■ Exercise A ■
Reproduce the passage on beams word for word, between "There are various" and "to its length.", inclusive.

■ Selected extract ■
There are various ways to define the beams such as
Definition I: A beam is a laterally loaded member, whose cross-sectional
dimensions are small as compared to its length.
Definition II: A beam is nothing but a simply a bar which is subjected to
forces or couples that lie in a plane containing the longitudinal axis of the
bar. The forces are understood to act Perpendicular to the longitudinal axis
of the bar.
Definition III: A bar working under bending is generally termed as a
beam.
Materials for Beam:
The beams may be made from several usable engineering materials such
commonly among them are as follows:
Metal
Wood
Concrete
Plastic
Examples of Beams:
Refer to the figures shown below that illustrates the beam
Fig:1(a) Fig:1(b)
In the fig:1 (a), an electric pole has been shown which is subject to forces
occurring due to Wind; hence it is an example of beam.
In the fig:1(b), the wings of an aeroplane may be regarded as a beam
because here the Aerodynamic action is responsible to provide lateral
loading on the member
Geometric forms of Beams: The Area of cross-section of the beam may take several forms some of them
have been shown below:
Classification of Beams:
Beams are classified on the basis of their geometry and the manner in
which they are supported.
Classification I: The classification based on the basis of geometry
normally includes features such as the shape of the cross-section and
whether the beam is straight or curved.
Classification II: Beams are classified into several groups, depending
primarily on the kind of supports used. But it must be clearly understood
why we need supports. The supports are required to provide constraint to
the movement of the beams or simply the supports resists the movements
either in particular direction or in rotational direction or both. As a
consequence of this, the reaction comes into picture whereas to resist
rotational movements the moment comes into picture. On the basis of the
support, the beams may be classified as follows:
Cantilever Beam: A beam which is supported on the fixed support is
termed as a cantilever beam: Now let us understand the meaning of a fixed
support. Such a support is obtained by building a beam into a brick wall,
casting it into concrete or welding the end of the beam. Such a support
provides both the translational and rotational constraint to the beam,
therefore the reaction as well as the moments appears, as shown in the
figure below
Simply Supported Beam: The beams are said to be simply supported if
their supports creates only the translational constraints.
Sometimes the translational movement may be allowed in one direction
with the help of rollers and can be represented like this
Overhanging beam: If the end portion of a beam is extended beyond the
support,such beam is known as overhanging beam.
Types of loads act on beams:
A beam is normally horizontal where as the external loads acting on the
beams is generally in the vertical directions. In order to study the
behaviour of beams under flexural loads, it becomes pertinent that one
must be familiar with the various types of loads acting on the beams as
well as their physical manifestations.

■ Exercise B ■
List every row below that contains the word "each".

■ Information given ■
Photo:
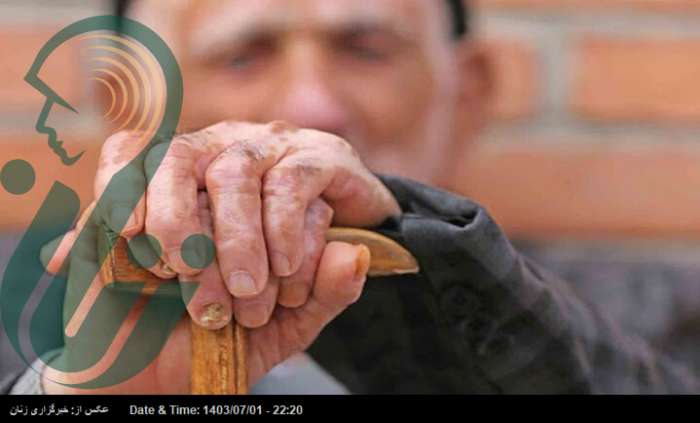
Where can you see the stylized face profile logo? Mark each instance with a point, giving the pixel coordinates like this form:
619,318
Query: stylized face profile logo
140,74
123,67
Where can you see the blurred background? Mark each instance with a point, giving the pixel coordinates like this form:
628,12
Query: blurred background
592,162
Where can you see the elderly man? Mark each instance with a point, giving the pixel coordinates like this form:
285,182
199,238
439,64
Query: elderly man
387,86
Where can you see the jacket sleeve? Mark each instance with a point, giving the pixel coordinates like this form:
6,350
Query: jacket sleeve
480,318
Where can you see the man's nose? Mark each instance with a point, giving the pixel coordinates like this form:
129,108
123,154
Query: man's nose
310,101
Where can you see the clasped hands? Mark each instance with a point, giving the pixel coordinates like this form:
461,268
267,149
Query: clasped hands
265,194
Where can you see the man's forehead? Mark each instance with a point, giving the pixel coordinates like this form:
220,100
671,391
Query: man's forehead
219,22
208,21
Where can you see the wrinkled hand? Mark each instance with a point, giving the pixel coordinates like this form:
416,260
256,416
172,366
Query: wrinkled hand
271,193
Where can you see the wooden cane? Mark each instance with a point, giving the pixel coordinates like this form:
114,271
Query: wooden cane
219,356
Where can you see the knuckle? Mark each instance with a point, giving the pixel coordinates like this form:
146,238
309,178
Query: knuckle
279,127
240,160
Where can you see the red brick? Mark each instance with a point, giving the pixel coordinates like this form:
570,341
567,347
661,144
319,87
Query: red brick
515,70
19,46
637,79
549,192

■ Task response A ■
There are various ways to define the beams such as
Definition I: A beam is a laterally loaded member, whose cross-sectional
dimensions are small as compared to its length.

■ Task response B ■
Where can you see the stylized face profile logo? Mark each instance with a point, giving the pixel coordinates like this form:
Where can you see the blurred background? Mark each instance with a point, giving the pixel coordinates like this form:
Where can you see the elderly man? Mark each instance with a point, giving the pixel coordinates like this form:
Where can you see the jacket sleeve? Mark each instance with a point, giving the pixel coordinates like this form:
Where can you see the man's nose? Mark each instance with a point, giving the pixel coordinates like this form:
Where can you see the clasped hands? Mark each instance with a point, giving the pixel coordinates like this form:
Where can you see the man's forehead? Mark each instance with a point, giving the pixel coordinates like this form:
Where can you see the wrinkled hand? Mark each instance with a point, giving the pixel coordinates like this form:
Where can you see the wooden cane? Mark each instance with a point, giving the pixel coordinates like this form:
Where can you see the knuckle? Mark each instance with a point, giving the pixel coordinates like this form:
Where can you see the red brick? Mark each instance with a point, giving the pixel coordinates like this form:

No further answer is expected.